本文抜粋.
• • • • • • •

そうなんですよ。前から気づいてはいたんですけど、そんなにライブの機会もなかったし、別にキーを変えてまですることかな?と思ってたんですけど、変えたほうが歌いやすいなと思って変えてみました。
――ばっちり効果出てると思います。今さら、とか言ったら悪いけど、そういうちょっとしたことが大きな進化につながっていると思います。
そうかもしれない。ずっとアマチュアで、インディーズでやってたんで、自分のやりたいことだけやっときゃいいやって感じだったけど、事務所に所属して、みんなでこういうふうにしたほうがいいかな?とか、いろいろ考えて、やっぱりこっちのほうがいいよなとか、そのへんをもっと考えるようになりましたね。そのほうが良く聴こえるだろうなって、すごく意識するようになりました。

• • • • • • •

記録一覧.
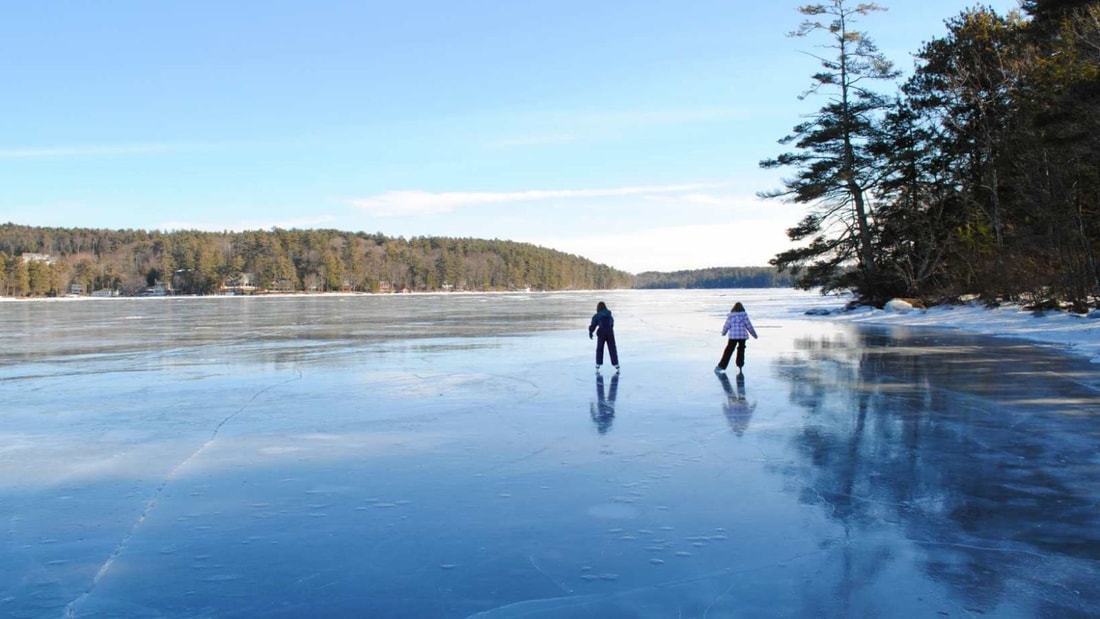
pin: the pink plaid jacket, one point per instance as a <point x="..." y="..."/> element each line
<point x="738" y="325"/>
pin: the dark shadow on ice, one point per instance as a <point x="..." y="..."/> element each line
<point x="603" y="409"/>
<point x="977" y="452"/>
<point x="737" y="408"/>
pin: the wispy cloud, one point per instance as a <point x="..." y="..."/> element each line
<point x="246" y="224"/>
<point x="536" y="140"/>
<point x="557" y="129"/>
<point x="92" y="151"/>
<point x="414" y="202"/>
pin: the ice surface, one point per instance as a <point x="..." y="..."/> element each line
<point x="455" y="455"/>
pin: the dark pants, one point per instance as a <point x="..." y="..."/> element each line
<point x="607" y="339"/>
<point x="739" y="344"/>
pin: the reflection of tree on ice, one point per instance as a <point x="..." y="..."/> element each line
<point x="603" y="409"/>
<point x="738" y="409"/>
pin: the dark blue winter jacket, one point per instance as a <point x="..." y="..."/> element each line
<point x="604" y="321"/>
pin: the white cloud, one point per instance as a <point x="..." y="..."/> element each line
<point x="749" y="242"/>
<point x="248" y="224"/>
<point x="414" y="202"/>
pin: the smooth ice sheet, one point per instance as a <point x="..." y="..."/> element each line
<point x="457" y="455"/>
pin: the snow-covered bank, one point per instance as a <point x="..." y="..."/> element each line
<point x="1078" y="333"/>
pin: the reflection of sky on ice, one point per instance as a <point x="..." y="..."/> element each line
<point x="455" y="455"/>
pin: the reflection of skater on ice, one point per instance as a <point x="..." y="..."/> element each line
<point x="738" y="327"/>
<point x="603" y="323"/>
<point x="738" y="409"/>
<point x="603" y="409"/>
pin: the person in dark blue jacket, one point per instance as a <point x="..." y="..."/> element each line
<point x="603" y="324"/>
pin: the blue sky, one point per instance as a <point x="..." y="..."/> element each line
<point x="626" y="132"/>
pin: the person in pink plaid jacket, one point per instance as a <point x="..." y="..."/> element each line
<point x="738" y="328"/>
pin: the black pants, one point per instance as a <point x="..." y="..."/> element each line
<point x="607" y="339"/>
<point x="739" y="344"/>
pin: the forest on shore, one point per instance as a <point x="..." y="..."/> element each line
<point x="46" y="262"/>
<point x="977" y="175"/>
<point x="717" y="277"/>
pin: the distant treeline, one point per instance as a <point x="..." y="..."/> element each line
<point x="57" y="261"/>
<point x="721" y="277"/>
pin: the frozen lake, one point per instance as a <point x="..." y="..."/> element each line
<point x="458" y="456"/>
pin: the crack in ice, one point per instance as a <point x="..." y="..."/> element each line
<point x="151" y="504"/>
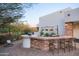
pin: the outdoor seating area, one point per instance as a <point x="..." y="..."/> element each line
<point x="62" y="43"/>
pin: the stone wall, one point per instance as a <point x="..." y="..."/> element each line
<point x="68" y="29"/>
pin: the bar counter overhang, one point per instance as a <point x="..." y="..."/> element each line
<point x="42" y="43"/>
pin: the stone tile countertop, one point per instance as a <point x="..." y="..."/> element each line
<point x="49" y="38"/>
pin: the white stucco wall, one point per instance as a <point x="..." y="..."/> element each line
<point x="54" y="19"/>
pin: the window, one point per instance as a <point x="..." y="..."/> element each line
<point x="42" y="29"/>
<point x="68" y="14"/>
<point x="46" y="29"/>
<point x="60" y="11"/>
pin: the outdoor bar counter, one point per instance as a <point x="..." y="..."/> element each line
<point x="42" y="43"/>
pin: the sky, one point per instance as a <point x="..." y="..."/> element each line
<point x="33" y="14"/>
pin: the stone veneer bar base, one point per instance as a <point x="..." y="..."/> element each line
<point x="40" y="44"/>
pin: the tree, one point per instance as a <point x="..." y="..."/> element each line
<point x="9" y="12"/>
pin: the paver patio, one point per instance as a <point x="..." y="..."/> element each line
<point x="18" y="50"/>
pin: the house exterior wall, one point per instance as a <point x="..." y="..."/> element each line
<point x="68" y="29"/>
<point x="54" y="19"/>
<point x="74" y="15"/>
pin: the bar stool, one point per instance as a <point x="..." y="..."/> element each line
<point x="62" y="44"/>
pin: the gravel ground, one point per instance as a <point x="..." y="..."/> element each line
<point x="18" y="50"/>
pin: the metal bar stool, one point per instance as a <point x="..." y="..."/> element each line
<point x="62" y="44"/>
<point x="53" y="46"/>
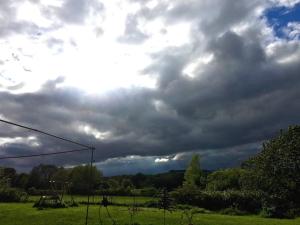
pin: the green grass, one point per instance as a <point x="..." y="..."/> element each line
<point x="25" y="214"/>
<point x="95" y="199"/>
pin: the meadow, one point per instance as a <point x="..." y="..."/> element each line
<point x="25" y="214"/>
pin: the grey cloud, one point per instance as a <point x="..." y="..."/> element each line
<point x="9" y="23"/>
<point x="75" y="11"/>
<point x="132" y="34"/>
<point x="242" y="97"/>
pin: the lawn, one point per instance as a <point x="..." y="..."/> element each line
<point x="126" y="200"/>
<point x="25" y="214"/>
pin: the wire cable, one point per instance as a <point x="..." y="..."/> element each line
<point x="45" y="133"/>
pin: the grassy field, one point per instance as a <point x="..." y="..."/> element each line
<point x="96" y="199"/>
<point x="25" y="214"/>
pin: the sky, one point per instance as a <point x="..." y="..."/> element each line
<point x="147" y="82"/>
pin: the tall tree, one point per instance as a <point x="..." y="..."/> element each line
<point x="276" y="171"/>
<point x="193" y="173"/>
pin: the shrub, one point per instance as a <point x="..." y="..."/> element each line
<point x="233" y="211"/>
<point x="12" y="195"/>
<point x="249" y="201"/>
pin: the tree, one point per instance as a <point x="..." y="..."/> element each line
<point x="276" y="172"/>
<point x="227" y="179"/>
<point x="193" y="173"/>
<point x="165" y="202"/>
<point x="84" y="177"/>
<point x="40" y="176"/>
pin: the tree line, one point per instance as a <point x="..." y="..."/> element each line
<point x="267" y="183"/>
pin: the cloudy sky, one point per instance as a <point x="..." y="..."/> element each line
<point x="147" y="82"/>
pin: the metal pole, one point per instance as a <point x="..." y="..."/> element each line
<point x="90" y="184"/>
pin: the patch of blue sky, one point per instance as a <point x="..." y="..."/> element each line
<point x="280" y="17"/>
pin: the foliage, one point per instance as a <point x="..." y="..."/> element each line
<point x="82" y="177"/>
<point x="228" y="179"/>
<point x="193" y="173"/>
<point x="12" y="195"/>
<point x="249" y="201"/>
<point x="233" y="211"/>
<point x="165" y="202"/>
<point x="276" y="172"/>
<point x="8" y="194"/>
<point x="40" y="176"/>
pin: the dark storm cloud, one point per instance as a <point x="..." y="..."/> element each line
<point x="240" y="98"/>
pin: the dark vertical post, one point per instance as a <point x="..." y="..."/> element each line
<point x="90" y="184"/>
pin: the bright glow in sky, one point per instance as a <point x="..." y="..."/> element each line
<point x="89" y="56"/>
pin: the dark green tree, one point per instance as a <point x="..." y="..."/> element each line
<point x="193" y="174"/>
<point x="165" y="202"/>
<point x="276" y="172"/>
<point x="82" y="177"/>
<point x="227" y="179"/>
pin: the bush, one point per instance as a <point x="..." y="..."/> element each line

• • • • • • •

小課題 A. キーについてのインタビューで、話し手が実際にキーを変えたのはどう思ったからですか。
小課題 B. キーについてのインタビューの抜粋を、最後の発言のあとから書き継いでください。
記録は本文抜粋とは関係のない別の資料です。

最終回答 A. 変えたほうが歌いやすいと思ったからです。

最終回答 B.
――それはすごく感じます。
まだまだ勉強しないといけないです。
――歌詞はどうですか。分析的に言うと、何度も繰り返し出てくる言葉があったりするんですよね。たとえば《意味がある》《意味がない》とか、《光》も多くて、《目》も多い。あと《死》も多いです。
死は多いですね。ゾンビ映画好きなんで(笑)。わりとポップな言葉として使ってるつもりなんですけど。
――ポップですね。全然怖くはない(笑)。
僕、「たま」が好きなんですけど。たまのドキュメンタリー映画に出てくるんですけど、死ぬということの考え方が軽いんですよね。軽いというわけでもないんですけど、“あ、死んじゃった”みたいな、ちょっと間抜けな死に方ってあるじゃないですか。死って、そんなに大それた言葉じゃないような気もするんですよね。そういう意味で、ポップな感じで使ってるんですけど。
――たまは妖怪ですからね。死んでもすぐ蘇りそう(笑)。ゾンビもそうですよね。
そういう感じです。
――あと《歌う》と言う言葉も何回も出てきますね。
ああ、そうですね。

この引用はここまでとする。